Exercício proposto 1 →
Responda com base no texto de leitura:
(a) Que princípios são dados como exemplo no item A?
(b) Qual religião é mencionada no item B?
(c) Que debate sobre drogas é citado no item B?
Exercício proposto 2 →
Substitua "privacidade" por "liberdade de expressão" no trecho do texto de leitura que vai de "A. Ambiguidade da" até "a segurança jurídica.", inclusive, e apresente o trecho reescrito.

A. Ambiguidade da linguagem. Quando se vale de princípios ou de conceitos jurídicos indeterminados, o Direito utiliza termos e expressões que têm múltiplos significados possíveis e cujo sentido somente poderá ser estabelecido à luz dos elementos do caso concreto. Princípios como eficiência, razoabilidade ou solidariedade; cláusulas abertas como calamidade pública, repercussão geral ou impacto ambiental; e mesmo vocábulos plurissignificativos como tributos, servidores públicos ou privacidade envolvem, na sua concretização, uma dose maior ou menor de valoração subjetiva por parte do intérprete. A consequência natural é a existência de algum grau de variação e de incerteza na sua interpretação, com implicações inevitáveis sobre a segurança jurídica.

B. Desacordos morais razoáveis. No mundo contemporâneo, nas sociedades plurais e complexas em que nós vivemos, pessoas esclarecidas e bem intencionadas pensam de maneira diferente acerca de temas moralmente controvertidos. Não é difícil comprovar e ilustrar o argumento com situações envolvendo (a) eutanásia e suicídio assistido, isto é, a existência ou não de um direito à morte digna; (b) a questão da recusa de transfusão de sangue por pessoas adeptas da religião Testemunhas de Jeová; e (c) o debate sobre a descriminalização das drogas leves. Também aqui a pré-compreensão do intérprete, seu ponto de observação, sua ideologia e visão de mundo acabam por ser, consciente ou inconscientemente, fator determinante na escolha da decisão que se afigura mais acertada.

Entradas de indicação de objetos nomeados
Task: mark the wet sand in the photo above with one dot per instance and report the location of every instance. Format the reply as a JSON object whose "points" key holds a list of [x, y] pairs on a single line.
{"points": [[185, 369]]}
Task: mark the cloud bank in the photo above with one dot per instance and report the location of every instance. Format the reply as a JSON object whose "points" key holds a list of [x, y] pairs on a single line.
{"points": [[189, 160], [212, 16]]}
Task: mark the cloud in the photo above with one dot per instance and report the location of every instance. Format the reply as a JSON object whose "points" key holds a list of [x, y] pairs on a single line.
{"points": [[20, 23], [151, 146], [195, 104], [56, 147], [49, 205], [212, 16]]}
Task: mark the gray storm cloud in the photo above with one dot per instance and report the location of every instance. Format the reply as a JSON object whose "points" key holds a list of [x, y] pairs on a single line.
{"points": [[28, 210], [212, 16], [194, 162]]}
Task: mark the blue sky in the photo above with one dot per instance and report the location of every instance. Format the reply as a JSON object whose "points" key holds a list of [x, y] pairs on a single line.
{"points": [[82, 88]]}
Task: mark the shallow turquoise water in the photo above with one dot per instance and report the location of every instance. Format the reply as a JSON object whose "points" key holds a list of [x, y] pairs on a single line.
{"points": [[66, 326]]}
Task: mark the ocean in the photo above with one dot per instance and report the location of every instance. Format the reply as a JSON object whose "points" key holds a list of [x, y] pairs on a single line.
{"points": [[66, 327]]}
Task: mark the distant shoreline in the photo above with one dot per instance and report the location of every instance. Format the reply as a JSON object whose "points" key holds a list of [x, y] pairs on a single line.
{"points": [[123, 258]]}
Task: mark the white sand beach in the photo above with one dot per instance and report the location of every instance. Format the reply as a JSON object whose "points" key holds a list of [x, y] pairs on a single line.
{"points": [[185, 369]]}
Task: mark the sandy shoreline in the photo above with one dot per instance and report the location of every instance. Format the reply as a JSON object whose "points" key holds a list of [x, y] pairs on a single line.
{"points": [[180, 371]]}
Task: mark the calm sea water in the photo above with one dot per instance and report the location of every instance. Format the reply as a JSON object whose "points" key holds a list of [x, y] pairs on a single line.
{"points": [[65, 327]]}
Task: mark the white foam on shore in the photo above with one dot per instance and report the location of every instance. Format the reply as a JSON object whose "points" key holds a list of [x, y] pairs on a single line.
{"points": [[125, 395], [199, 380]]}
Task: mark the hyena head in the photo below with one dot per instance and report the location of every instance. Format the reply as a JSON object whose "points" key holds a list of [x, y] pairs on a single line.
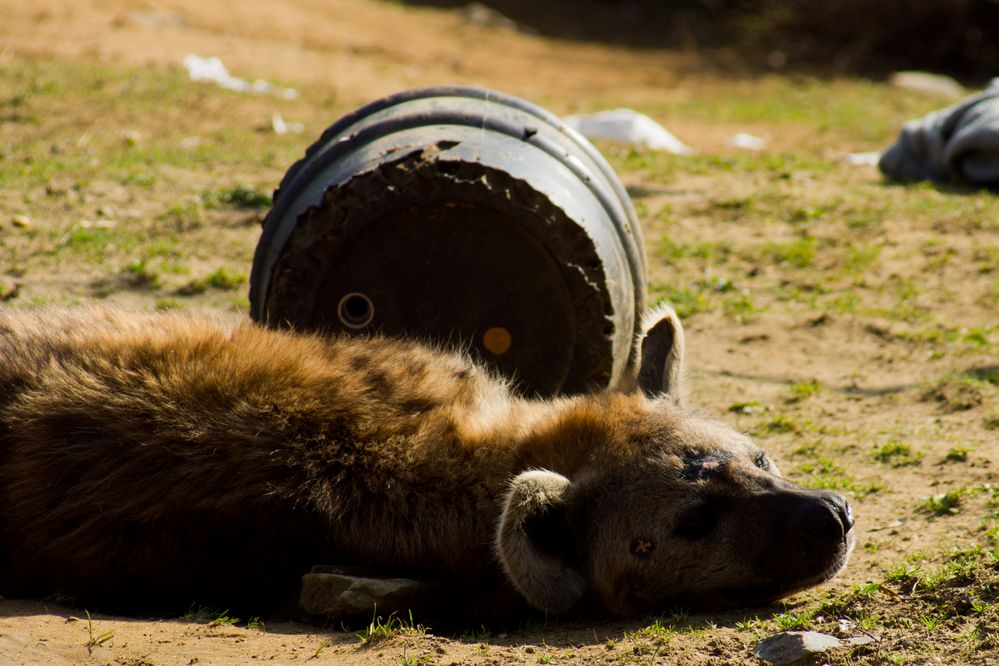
{"points": [[692, 514]]}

Resposta completa 1 →
(a) Eficiência, razoabilidade ou solidariedade.
(b) Testemunhas de Jeová.
(c) O debate sobre a descriminalização das drogas leves.

Resposta completa 2 →
A. Ambiguidade da linguagem. Quando se vale de princípios ou de conceitos jurídicos indeterminados, o Direito utiliza termos e expressões que têm múltiplos significados possíveis e cujo sentido somente poderá ser estabelecido à luz dos elementos do caso concreto. Princípios como eficiência, razoabilidade ou solidariedade; cláusulas abertas como calamidade pública, repercussão geral ou impacto ambiental; e mesmo vocábulos plurissignificativos como tributos, servidores públicos ou liberdade de expressão envolvem, na sua concretização, uma dose maior ou menor de valoração subjetiva por parte do intérprete. A consequência natural é a existência de algum grau de variação e de incerteza na sua interpretação, com implicações inevitáveis sobre a segurança jurídica.